Excerpt provided:
All this exercise and education is hungry work but thankfully food is a big part of the tour – so big that despite four days of walking, I actually manage to put on weight. Apparently three Assorted Creams around the minibus at morning-tea time are not cancelled out by the five kilometres of hiking that preceded them. Then there’s the DIY lunch wraps and trail mix (with lolly snakes!) that we bag ourselves after each breakfast. Our day-two detour to Chocolate Mill in Mount Franklin probably doesn’t help either. There, I down the best hot chocolate of my life – a miniature bathtub of liquid heaven with a pool of molten chocolate at the bottom. That’s followed by a tipple in the courtyard at Daylesford Cider and, on the last night, a mouth-watering filet mignon at The Farmers Arms Daylesford, a 156-year-old gastropub.
So perhaps this tour isn’t the low-cal option but there is some culture, too. The second day ends with a stop at The Convent Gallery, a historic mansion and former convent overlooking Daylesford that now houses three levels of modern art. There are reminders everywhere of its previous incarnation, including a nun’s tiny bedroom and a chapel where boarding-school students once recited the rosary and brides and grooms now exchange their vows. Visitors can even pick up a bottle of Good Catholic Girl riesling in the gift shop on the way out.

Job: List every named venue that the excerpt about the walking tour says the group visited.

[Position annotation records]
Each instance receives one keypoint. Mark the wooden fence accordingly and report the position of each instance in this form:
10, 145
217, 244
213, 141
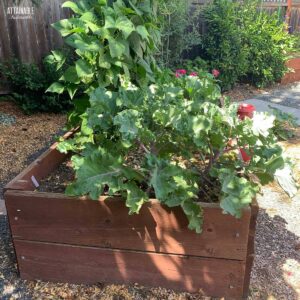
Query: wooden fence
25, 29
29, 36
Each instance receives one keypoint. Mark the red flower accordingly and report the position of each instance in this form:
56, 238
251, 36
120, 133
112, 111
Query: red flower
216, 72
194, 74
180, 72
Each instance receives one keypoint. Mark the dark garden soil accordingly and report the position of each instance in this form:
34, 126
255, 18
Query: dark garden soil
58, 180
276, 272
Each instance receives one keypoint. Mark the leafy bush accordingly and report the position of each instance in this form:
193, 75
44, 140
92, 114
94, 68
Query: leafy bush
179, 31
29, 84
244, 43
269, 43
223, 43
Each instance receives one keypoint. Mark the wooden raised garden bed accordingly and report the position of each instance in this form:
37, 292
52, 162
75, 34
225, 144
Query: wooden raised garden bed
69, 239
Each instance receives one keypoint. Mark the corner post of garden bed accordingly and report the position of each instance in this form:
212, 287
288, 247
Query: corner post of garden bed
250, 248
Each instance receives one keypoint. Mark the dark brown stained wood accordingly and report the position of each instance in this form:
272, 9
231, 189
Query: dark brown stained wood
55, 262
251, 247
40, 168
57, 218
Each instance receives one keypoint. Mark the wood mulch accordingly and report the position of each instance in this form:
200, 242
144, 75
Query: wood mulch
22, 141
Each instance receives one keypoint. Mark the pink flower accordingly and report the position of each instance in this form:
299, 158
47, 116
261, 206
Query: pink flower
180, 72
216, 72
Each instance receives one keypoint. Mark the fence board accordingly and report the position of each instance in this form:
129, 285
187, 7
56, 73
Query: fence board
32, 38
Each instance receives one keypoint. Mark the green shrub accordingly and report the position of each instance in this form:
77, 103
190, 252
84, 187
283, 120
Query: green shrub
179, 31
29, 83
223, 45
245, 43
269, 44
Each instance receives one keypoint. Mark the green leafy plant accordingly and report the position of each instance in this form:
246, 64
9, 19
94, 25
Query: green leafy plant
111, 39
284, 124
186, 142
29, 82
269, 44
244, 43
223, 45
179, 25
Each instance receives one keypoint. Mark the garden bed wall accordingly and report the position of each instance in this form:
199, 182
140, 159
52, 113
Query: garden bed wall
70, 239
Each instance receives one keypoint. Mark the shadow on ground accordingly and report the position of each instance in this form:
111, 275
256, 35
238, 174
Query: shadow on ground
274, 246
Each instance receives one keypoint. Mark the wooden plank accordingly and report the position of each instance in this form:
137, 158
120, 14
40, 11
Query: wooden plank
251, 248
64, 263
106, 223
40, 168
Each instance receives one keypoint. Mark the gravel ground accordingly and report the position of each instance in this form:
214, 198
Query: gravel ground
276, 272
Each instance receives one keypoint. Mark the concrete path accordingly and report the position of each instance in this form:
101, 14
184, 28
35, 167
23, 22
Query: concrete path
284, 99
286, 96
262, 106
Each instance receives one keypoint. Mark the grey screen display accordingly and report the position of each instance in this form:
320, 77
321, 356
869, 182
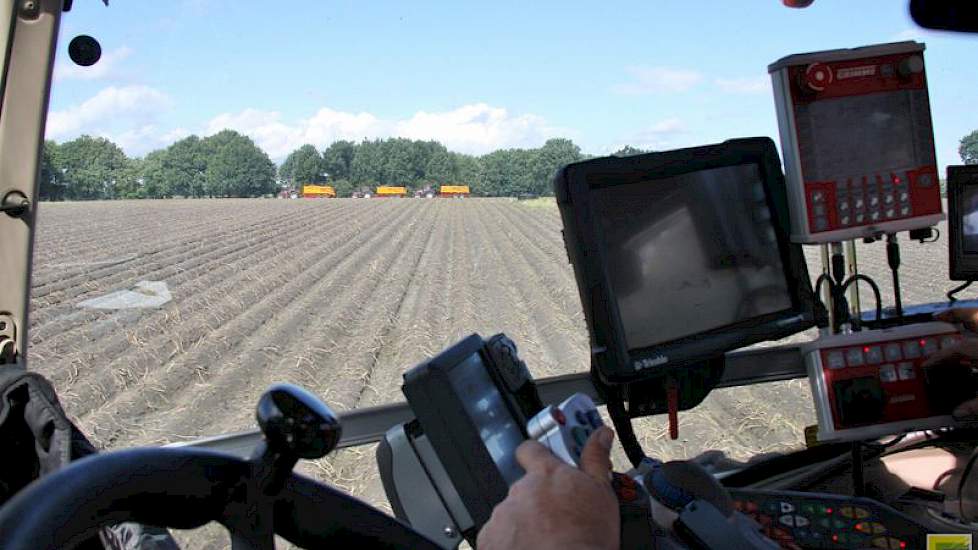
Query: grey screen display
857, 136
691, 253
498, 429
969, 219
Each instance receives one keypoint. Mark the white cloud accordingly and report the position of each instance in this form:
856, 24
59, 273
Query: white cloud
649, 80
475, 128
746, 85
659, 136
106, 66
127, 115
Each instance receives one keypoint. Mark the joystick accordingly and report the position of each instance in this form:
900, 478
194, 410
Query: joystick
566, 428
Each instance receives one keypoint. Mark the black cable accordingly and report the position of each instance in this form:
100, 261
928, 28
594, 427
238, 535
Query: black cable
957, 289
876, 291
858, 480
963, 479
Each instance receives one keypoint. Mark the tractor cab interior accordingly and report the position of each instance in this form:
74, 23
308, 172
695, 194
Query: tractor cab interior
691, 272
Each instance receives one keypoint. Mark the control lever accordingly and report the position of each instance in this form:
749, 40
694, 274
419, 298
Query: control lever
296, 424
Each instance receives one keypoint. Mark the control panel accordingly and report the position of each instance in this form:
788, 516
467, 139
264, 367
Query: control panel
807, 520
870, 384
857, 141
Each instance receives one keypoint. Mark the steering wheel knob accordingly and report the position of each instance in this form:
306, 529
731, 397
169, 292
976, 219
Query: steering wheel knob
296, 422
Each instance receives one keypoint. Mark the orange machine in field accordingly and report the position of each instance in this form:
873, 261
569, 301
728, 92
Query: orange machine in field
318, 192
454, 191
388, 191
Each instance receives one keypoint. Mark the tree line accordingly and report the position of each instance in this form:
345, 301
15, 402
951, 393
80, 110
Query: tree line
229, 164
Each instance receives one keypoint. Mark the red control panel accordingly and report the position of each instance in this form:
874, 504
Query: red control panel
857, 141
871, 383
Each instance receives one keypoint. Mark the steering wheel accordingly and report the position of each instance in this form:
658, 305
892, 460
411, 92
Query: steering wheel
186, 488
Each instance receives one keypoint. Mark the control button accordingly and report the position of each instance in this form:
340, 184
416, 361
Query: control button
892, 351
948, 341
887, 374
854, 357
579, 434
594, 418
911, 349
905, 371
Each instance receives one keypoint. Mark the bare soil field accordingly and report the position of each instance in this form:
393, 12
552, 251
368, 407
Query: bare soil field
339, 296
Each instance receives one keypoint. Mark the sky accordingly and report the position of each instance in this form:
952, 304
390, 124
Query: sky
654, 74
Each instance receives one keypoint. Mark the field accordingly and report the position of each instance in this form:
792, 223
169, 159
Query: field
340, 296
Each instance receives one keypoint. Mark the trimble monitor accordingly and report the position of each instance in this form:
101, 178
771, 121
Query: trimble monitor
683, 255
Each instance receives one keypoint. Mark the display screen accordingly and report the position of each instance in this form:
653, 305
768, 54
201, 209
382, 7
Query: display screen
691, 253
857, 136
485, 406
969, 219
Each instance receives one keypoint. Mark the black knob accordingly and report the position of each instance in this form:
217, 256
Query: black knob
296, 422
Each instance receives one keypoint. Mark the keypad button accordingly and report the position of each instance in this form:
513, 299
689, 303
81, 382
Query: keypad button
905, 371
887, 374
892, 351
836, 360
854, 357
911, 349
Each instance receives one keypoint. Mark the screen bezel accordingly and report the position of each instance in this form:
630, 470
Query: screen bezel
588, 252
453, 434
963, 266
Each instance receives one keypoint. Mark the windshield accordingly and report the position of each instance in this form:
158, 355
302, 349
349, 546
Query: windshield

Answer to the exercise:
Chocolate Mill (in Mount Franklin)
Daylesford Cider
The Farmers Arms Daylesford
The Convent Gallery